Purpose of the Study:

  • To provide a comprehensive overview of the fundamental biological characteristics of RUNX genes.
  • To explore the evolutionary trajectory and structural diversity of RUNX gene families.
  • To elucidate the roles of RUNX genes in cellular processes and their association with human diseases.

Main Methods:

  • Review of existing literature on RUNX gene biology, evolution, and clinical significance.
  • Analysis of gene structure, including promoters, exons, and isoforms.
  • Examination of regulatory mechanisms, such as pathway mediation and epigenetic control.

Main Results:

  • RUNX genes exhibit complex expression patterns, acting synergistically or temporally in similar tissues.
  • Specific RUNX proteins (e.g., RUNX1, RUNX3) play critical roles in T-cell development and gene silencing.
  • Mutations in RUNX genes are associated with distinct pathologies: RUNX1 (thrombocytopenia, leukemia), RUNX2 (cleidocranial dysplasia), and RUNX3 (gastric adenocarcinoma).

Conclusions:

  • RUNX genes are vital regulators with diverse functions, from embryonic development to immune cell differentiation.
  • Dysregulation and mutations in RUNX genes lead to a spectrum of human diseases, highlighting their clinical importance.
  • Further research into RUNX gene pathways and mutation consequences is warranted for therapeutic development.

[Dataset entries]

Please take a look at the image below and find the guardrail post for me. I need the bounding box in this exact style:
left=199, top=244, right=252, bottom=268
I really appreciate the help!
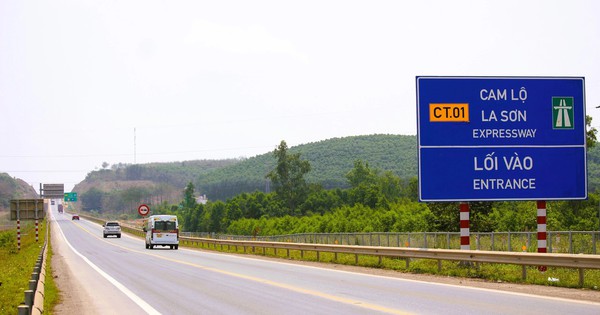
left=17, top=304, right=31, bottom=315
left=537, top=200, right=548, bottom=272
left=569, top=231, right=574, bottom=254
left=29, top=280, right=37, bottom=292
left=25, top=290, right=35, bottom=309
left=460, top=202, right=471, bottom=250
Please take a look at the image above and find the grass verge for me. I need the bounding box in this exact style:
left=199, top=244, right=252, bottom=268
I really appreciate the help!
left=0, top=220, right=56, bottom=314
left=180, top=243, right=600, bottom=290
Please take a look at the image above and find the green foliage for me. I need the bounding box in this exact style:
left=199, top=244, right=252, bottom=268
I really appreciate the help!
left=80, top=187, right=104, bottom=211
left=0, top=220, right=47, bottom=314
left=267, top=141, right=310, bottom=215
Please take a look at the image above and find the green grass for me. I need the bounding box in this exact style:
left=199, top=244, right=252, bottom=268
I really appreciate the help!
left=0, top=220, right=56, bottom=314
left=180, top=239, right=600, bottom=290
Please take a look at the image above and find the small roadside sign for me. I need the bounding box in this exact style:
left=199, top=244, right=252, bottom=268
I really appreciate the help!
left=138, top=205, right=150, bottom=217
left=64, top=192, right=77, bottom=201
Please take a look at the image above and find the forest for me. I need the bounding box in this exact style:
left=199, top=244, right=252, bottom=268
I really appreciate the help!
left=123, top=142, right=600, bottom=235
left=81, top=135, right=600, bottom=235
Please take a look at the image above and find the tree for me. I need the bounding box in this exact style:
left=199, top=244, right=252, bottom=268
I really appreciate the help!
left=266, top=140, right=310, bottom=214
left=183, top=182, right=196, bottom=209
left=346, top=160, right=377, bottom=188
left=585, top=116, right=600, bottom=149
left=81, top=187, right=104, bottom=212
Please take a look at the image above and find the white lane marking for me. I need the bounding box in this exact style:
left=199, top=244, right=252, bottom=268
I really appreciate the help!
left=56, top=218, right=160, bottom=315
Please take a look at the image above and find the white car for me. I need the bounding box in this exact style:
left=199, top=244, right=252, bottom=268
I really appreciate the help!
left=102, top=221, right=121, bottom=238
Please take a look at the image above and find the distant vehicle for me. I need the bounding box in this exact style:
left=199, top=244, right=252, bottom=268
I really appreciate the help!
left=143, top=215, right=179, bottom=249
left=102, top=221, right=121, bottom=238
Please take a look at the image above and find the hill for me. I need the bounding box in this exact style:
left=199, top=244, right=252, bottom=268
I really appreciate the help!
...
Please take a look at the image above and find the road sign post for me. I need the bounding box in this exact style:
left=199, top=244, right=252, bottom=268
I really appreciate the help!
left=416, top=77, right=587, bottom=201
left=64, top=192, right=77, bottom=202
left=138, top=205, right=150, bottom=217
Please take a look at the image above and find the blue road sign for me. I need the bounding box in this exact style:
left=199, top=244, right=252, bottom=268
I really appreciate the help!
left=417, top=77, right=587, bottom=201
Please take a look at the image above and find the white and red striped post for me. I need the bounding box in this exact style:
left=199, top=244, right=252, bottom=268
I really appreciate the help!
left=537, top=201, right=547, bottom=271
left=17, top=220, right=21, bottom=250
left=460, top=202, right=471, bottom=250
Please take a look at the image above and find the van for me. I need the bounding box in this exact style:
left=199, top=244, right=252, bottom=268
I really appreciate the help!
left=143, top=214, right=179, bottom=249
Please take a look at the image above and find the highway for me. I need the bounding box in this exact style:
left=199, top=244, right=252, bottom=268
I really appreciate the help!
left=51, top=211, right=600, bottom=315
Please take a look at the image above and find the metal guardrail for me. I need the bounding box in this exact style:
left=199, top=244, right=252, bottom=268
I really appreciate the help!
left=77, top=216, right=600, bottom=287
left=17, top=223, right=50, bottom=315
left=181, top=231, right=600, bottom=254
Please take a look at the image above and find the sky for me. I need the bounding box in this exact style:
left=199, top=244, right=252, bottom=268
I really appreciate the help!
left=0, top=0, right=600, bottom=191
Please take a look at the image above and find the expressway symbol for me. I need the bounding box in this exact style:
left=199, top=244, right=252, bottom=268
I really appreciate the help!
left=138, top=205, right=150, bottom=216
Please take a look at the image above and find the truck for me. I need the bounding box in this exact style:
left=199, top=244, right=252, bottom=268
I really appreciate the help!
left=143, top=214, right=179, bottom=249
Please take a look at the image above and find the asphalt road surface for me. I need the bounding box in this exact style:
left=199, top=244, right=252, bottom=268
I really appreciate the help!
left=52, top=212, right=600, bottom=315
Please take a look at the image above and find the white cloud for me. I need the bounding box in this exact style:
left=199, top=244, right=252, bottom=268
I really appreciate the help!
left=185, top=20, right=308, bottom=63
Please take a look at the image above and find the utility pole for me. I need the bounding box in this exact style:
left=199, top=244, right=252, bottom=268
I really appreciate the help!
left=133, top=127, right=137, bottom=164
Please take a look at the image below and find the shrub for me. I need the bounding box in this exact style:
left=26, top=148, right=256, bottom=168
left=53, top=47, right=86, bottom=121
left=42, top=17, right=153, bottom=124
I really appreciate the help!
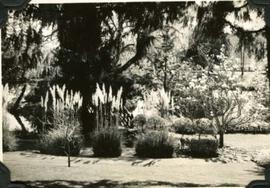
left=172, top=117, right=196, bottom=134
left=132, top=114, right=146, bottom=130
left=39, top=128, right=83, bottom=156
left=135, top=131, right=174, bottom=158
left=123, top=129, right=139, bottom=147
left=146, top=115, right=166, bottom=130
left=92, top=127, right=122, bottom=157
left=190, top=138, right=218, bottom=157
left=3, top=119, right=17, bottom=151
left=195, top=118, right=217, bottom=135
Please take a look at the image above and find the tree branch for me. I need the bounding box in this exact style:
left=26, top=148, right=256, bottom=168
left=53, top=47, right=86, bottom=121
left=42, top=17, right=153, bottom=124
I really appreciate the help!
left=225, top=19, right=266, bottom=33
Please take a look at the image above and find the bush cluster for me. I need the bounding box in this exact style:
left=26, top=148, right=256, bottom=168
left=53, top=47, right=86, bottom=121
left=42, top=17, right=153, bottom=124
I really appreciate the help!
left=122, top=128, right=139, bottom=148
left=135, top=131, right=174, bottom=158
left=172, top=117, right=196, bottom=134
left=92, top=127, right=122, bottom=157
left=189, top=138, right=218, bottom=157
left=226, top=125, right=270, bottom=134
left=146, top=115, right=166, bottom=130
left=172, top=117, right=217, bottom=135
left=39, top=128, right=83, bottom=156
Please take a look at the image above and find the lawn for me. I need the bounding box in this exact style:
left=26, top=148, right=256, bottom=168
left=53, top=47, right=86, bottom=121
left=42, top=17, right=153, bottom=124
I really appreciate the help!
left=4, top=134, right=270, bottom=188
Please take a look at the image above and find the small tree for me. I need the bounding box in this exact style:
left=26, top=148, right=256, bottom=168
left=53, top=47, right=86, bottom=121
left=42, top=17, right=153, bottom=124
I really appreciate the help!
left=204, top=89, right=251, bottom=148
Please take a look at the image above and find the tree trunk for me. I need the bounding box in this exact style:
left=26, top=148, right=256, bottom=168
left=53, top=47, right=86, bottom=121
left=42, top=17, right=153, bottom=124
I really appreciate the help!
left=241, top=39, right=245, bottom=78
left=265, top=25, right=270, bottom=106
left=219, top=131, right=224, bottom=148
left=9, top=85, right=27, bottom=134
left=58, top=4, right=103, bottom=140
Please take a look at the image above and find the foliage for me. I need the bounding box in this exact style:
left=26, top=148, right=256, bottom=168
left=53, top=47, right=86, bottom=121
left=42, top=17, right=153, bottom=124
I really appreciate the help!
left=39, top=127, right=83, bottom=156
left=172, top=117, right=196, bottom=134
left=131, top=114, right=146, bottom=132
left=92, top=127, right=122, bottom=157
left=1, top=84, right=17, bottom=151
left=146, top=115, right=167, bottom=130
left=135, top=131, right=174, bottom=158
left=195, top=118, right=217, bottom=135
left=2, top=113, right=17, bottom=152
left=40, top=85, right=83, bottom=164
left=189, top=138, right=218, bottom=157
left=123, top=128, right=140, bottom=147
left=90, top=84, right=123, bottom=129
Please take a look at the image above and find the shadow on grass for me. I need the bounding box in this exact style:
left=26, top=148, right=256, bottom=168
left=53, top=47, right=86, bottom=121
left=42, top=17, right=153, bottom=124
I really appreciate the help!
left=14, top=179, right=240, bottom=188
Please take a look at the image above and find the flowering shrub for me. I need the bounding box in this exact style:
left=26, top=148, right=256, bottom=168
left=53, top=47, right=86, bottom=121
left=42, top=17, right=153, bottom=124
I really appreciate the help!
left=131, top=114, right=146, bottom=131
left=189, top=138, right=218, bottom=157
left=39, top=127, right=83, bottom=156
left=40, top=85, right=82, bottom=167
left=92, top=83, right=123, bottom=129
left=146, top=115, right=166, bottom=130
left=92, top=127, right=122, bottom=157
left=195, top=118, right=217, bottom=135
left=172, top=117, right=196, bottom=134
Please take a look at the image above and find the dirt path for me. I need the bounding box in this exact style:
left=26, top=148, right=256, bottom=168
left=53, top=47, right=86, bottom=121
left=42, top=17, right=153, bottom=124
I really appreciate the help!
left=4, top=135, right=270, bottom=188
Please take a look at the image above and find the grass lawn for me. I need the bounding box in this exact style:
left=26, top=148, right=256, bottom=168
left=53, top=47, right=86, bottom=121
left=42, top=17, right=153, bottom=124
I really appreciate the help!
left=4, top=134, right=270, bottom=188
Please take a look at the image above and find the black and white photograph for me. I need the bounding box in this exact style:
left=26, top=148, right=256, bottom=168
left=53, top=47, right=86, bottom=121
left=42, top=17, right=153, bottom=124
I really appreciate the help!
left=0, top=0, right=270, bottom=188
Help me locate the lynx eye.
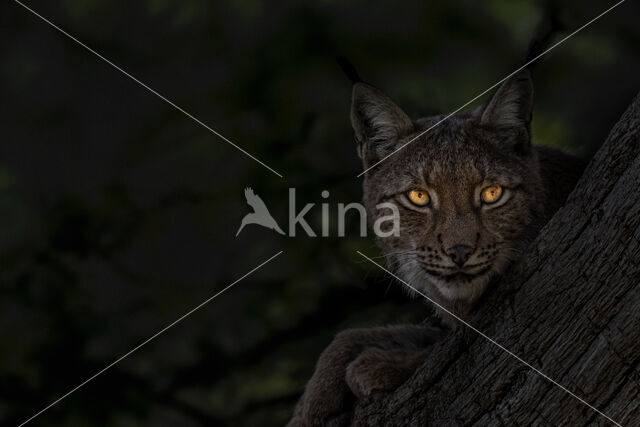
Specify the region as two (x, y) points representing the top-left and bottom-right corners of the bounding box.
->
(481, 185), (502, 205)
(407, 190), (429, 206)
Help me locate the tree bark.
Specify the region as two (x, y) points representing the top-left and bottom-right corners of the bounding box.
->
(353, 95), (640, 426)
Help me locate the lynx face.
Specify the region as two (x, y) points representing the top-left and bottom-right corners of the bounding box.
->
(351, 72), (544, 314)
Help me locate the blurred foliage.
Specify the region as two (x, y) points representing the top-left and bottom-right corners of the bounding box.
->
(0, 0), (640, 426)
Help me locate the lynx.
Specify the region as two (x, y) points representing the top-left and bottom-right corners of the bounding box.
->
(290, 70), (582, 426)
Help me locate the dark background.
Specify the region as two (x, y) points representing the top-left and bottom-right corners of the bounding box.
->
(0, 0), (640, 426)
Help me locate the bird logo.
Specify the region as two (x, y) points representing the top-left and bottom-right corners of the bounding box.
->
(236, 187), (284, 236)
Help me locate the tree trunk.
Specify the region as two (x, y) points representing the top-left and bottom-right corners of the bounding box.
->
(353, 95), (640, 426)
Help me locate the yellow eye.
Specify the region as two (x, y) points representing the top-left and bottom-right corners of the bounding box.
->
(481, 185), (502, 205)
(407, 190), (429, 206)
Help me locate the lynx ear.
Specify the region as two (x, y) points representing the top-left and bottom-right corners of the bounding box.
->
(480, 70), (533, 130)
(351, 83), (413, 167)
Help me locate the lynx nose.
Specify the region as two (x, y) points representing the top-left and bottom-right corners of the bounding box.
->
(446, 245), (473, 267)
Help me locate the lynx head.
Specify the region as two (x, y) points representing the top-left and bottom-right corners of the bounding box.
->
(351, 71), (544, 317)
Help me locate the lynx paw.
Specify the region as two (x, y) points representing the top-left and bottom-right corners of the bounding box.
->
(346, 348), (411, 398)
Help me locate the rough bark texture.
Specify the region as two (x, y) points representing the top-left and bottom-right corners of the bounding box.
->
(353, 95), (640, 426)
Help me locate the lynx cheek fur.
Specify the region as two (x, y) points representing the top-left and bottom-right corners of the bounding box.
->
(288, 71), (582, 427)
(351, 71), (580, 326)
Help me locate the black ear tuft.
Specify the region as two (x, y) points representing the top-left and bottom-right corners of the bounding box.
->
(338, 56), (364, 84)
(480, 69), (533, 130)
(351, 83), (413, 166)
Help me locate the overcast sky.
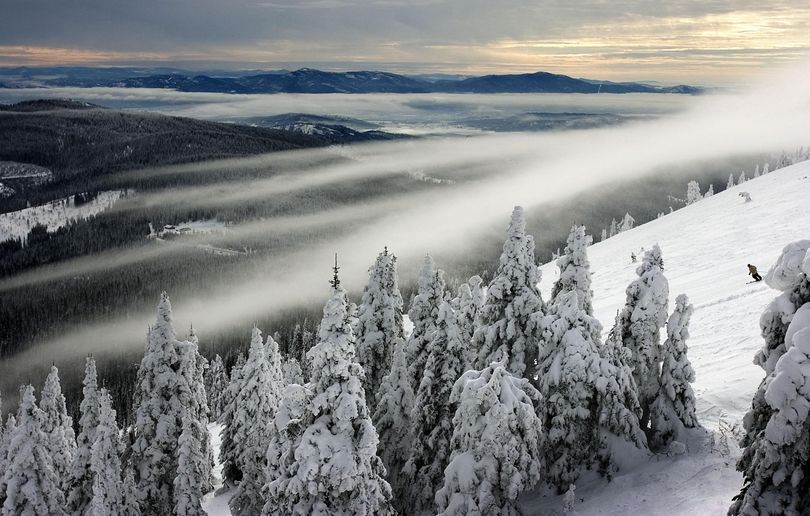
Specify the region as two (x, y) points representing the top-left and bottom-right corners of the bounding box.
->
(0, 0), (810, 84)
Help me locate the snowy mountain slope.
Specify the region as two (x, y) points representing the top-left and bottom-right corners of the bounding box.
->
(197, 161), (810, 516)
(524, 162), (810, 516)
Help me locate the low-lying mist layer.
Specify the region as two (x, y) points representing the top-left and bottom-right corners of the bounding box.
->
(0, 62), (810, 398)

What the exercise asks → Can you reproduce the RUNX gene summary above word for word, in full?

Exercise output →
Purpose of the Study:

  • To provide a comprehensive overview of the fundamental biological characteristics of RUNX genes.
  • To explore the evolutionary trajectory and structural diversity of RUNX gene families.
  • To elucidate the roles of RUNX genes in cellular processes and their association with human diseases.

Main Methods:

  • Review of existing literature on RUNX gene biology, evolution, and clinical significance.
  • Analysis of gene structure, including promoters, exons, and isoforms.
  • Examination of regulatory mechanisms, such as pathway mediation and epigenetic control.

Main Results:

  • RUNX genes exhibit complex expression patterns, acting synergistically or temporally in similar tissues.
  • Specific RUNX proteins (e.g., RUNX1, RUNX3) play critical roles in T-cell development and gene silencing.
  • Mutations in RUNX genes are associated with distinct pathologies: RUNX1 (thrombocytopenia, leukemia), RUNX2 (cleidocranial dysplasia), and RUNX3 (gastric adenocarcinoma).

Conclusions:

  • RUNX genes are vital regulators with diverse functions, from embryonic development to immune cell differentiation.
  • Dysregulation and mutations in RUNX genes lead to a spectrum of human diseases, highlighting their clinical importance.
  • Further research into RUNX gene pathways and mutation consequences is warranted for therapeutic development.